_Goal of the exercise_:
Transcribe only the part of the listing below that begins at the line containing "Note: locate the person" and runs to its final line, keeping both ends.

_Extracted records_:
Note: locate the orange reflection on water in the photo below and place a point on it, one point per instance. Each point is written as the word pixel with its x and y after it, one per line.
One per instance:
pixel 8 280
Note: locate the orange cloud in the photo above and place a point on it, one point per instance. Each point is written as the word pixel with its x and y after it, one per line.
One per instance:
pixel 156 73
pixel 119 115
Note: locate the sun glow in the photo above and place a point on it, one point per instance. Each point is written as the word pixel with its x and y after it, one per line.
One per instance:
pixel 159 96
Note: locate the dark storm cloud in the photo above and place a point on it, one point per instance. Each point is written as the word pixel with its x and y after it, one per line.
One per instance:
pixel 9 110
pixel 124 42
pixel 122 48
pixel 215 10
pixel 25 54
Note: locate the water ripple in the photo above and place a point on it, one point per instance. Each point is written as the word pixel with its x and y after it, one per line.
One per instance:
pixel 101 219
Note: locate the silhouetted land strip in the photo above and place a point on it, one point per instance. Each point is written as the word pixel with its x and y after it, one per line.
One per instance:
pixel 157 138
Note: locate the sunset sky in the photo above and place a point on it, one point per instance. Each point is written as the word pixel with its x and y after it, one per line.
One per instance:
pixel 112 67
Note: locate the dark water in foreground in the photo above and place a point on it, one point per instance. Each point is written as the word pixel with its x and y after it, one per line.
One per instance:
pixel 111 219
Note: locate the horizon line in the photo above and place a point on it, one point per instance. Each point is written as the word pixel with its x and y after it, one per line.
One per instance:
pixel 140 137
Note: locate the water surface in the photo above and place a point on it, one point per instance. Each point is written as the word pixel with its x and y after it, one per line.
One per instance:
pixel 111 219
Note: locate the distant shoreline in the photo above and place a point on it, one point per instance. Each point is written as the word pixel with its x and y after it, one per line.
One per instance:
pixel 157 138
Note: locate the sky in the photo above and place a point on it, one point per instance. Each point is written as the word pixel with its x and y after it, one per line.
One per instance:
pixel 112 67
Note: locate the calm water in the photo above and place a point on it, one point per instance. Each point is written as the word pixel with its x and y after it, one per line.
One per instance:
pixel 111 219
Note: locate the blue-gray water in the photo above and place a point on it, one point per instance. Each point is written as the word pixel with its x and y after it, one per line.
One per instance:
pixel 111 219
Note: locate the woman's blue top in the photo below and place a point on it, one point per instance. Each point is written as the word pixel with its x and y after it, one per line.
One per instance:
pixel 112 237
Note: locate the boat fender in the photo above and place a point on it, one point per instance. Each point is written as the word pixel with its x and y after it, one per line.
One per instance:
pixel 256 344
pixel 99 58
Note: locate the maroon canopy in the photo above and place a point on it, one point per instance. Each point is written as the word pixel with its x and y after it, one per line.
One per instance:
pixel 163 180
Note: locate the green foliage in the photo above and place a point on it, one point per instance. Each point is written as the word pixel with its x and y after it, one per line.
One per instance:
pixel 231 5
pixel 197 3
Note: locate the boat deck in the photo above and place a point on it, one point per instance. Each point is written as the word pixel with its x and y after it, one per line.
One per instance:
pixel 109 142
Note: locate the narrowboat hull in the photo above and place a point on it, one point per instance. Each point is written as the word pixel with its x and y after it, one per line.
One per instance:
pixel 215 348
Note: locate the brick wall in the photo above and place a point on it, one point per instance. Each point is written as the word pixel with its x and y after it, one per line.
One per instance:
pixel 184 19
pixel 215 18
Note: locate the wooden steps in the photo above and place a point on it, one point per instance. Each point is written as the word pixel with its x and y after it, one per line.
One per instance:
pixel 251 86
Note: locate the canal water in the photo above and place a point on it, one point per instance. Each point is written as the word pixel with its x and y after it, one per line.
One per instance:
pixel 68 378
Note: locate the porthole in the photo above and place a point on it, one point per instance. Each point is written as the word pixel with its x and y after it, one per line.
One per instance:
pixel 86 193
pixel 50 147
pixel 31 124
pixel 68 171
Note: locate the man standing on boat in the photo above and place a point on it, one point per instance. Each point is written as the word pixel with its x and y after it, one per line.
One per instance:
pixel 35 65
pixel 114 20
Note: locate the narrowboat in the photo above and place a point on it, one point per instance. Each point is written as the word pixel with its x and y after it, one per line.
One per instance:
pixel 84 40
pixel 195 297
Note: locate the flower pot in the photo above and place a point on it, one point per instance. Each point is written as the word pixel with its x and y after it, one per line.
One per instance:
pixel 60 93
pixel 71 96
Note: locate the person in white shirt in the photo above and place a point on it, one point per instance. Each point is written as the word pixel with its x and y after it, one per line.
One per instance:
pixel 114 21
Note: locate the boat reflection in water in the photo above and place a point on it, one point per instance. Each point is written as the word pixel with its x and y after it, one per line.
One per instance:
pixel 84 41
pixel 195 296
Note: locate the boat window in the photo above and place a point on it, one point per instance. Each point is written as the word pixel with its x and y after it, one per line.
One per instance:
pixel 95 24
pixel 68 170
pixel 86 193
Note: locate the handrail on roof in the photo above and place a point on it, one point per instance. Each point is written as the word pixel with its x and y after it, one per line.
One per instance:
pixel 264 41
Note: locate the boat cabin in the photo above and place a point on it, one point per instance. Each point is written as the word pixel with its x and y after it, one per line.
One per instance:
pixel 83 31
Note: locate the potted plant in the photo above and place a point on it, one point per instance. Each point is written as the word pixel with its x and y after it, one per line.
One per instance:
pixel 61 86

_Written reply_:
Note: locate the person in white shirt in the photo above and place a point on it, one point per instance. Each point is written as the word pixel with its x and y after it, one per line.
One per instance:
pixel 114 21
Note: locate the boat reflection in water in the photo above and place a point on it, one point per instance. Each point is written as the word pixel with its x and y after it, one per line.
One per instance:
pixel 84 41
pixel 195 296
Note: locate the boat window in the photo above and place a point on it, one point per instance. Each point is written as the word pixel with its x and y after it, one per line.
One per instance:
pixel 95 24
pixel 68 170
pixel 86 193
Note: locate the handrail on roof in the photo above and place a point on it, one point per instance. Each point is written as the word pixel with its x and y after it, one per line.
One per instance:
pixel 264 41
Note: locate the boat cabin in the photo above and place a point on it, one point per instance. Each point is written as the word pixel with its x and y after it, one per line.
One per instance:
pixel 83 31
Note: locate the potted plant in the photo above and place a point on it, one point per instance. Each point is written as the word pixel with its x and y after it, one per line.
One per instance:
pixel 61 86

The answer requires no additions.